• _Task details_
Lay out every line of the listing below as a Markdown table with the columns Row and Line, numbering the rows and skipping blank lines. Leave the pictures out of your answer.

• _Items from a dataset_
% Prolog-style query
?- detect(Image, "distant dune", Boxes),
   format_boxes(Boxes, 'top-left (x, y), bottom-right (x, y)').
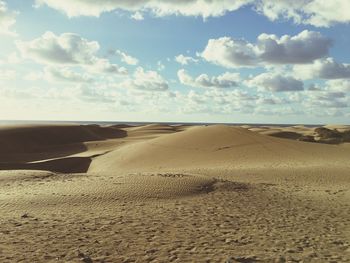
top-left (0, 124), bottom-right (350, 262)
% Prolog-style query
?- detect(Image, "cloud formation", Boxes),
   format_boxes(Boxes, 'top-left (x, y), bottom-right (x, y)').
top-left (36, 0), bottom-right (350, 27)
top-left (175, 54), bottom-right (198, 66)
top-left (0, 0), bottom-right (17, 35)
top-left (120, 67), bottom-right (169, 91)
top-left (294, 58), bottom-right (350, 79)
top-left (36, 0), bottom-right (252, 18)
top-left (177, 69), bottom-right (240, 89)
top-left (201, 30), bottom-right (331, 68)
top-left (115, 50), bottom-right (139, 66)
top-left (16, 31), bottom-right (127, 74)
top-left (245, 73), bottom-right (304, 92)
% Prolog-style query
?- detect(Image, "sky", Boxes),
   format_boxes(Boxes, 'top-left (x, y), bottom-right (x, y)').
top-left (0, 0), bottom-right (350, 124)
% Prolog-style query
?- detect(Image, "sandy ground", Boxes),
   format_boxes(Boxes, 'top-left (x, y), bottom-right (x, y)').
top-left (0, 125), bottom-right (350, 262)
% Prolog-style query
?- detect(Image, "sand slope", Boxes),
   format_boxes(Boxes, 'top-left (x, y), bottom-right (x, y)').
top-left (89, 125), bottom-right (350, 173)
top-left (0, 124), bottom-right (350, 263)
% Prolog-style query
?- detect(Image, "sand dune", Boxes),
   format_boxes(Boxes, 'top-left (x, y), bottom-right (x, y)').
top-left (0, 124), bottom-right (350, 262)
top-left (89, 125), bottom-right (349, 173)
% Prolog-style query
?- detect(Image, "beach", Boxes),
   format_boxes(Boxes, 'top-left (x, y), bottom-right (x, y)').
top-left (0, 124), bottom-right (350, 262)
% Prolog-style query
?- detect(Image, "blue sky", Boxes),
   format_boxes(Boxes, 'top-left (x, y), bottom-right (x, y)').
top-left (0, 0), bottom-right (350, 123)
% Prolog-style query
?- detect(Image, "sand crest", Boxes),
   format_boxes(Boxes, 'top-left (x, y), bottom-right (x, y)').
top-left (0, 124), bottom-right (350, 262)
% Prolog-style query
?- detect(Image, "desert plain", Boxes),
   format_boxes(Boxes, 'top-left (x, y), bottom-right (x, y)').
top-left (0, 124), bottom-right (350, 263)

• _Final answer_
| Row | Line |
|---|---|
| 1 | % Prolog-style query |
| 2 | ?- detect(Image, "distant dune", Boxes), |
| 3 |    format_boxes(Boxes, 'top-left (x, y), bottom-right (x, y)'). |
| 4 | top-left (0, 124), bottom-right (350, 262) |
| 5 | % Prolog-style query |
| 6 | ?- detect(Image, "cloud formation", Boxes), |
| 7 |    format_boxes(Boxes, 'top-left (x, y), bottom-right (x, y)'). |
| 8 | top-left (36, 0), bottom-right (350, 27) |
| 9 | top-left (175, 54), bottom-right (198, 66) |
| 10 | top-left (0, 0), bottom-right (17, 35) |
| 11 | top-left (120, 67), bottom-right (169, 91) |
| 12 | top-left (294, 58), bottom-right (350, 79) |
| 13 | top-left (36, 0), bottom-right (252, 18) |
| 14 | top-left (177, 69), bottom-right (240, 89) |
| 15 | top-left (201, 30), bottom-right (331, 68) |
| 16 | top-left (115, 50), bottom-right (139, 66) |
| 17 | top-left (16, 31), bottom-right (127, 74) |
| 18 | top-left (245, 73), bottom-right (304, 92) |
| 19 | % Prolog-style query |
| 20 | ?- detect(Image, "sky", Boxes), |
| 21 |    format_boxes(Boxes, 'top-left (x, y), bottom-right (x, y)'). |
| 22 | top-left (0, 0), bottom-right (350, 124) |
| 23 | % Prolog-style query |
| 24 | ?- detect(Image, "sandy ground", Boxes), |
| 25 |    format_boxes(Boxes, 'top-left (x, y), bottom-right (x, y)'). |
| 26 | top-left (0, 125), bottom-right (350, 262) |
| 27 | % Prolog-style query |
| 28 | ?- detect(Image, "sand slope", Boxes), |
| 29 |    format_boxes(Boxes, 'top-left (x, y), bottom-right (x, y)'). |
| 30 | top-left (89, 125), bottom-right (350, 173) |
| 31 | top-left (0, 124), bottom-right (350, 263) |
| 32 | % Prolog-style query |
| 33 | ?- detect(Image, "sand dune", Boxes), |
| 34 |    format_boxes(Boxes, 'top-left (x, y), bottom-right (x, y)'). |
| 35 | top-left (0, 124), bottom-right (350, 262) |
| 36 | top-left (89, 125), bottom-right (349, 173) |
| 37 | % Prolog-style query |
| 38 | ?- detect(Image, "beach", Boxes), |
| 39 |    format_boxes(Boxes, 'top-left (x, y), bottom-right (x, y)'). |
| 40 | top-left (0, 124), bottom-right (350, 262) |
| 41 | % Prolog-style query |
| 42 | ?- detect(Image, "blue sky", Boxes), |
| 43 |    format_boxes(Boxes, 'top-left (x, y), bottom-right (x, y)'). |
| 44 | top-left (0, 0), bottom-right (350, 123) |
| 45 | % Prolog-style query |
| 46 | ?- detect(Image, "sand crest", Boxes), |
| 47 |    format_boxes(Boxes, 'top-left (x, y), bottom-right (x, y)'). |
| 48 | top-left (0, 124), bottom-right (350, 262) |
| 49 | % Prolog-style query |
| 50 | ?- detect(Image, "desert plain", Boxes), |
| 51 |    format_boxes(Boxes, 'top-left (x, y), bottom-right (x, y)'). |
| 52 | top-left (0, 124), bottom-right (350, 263) |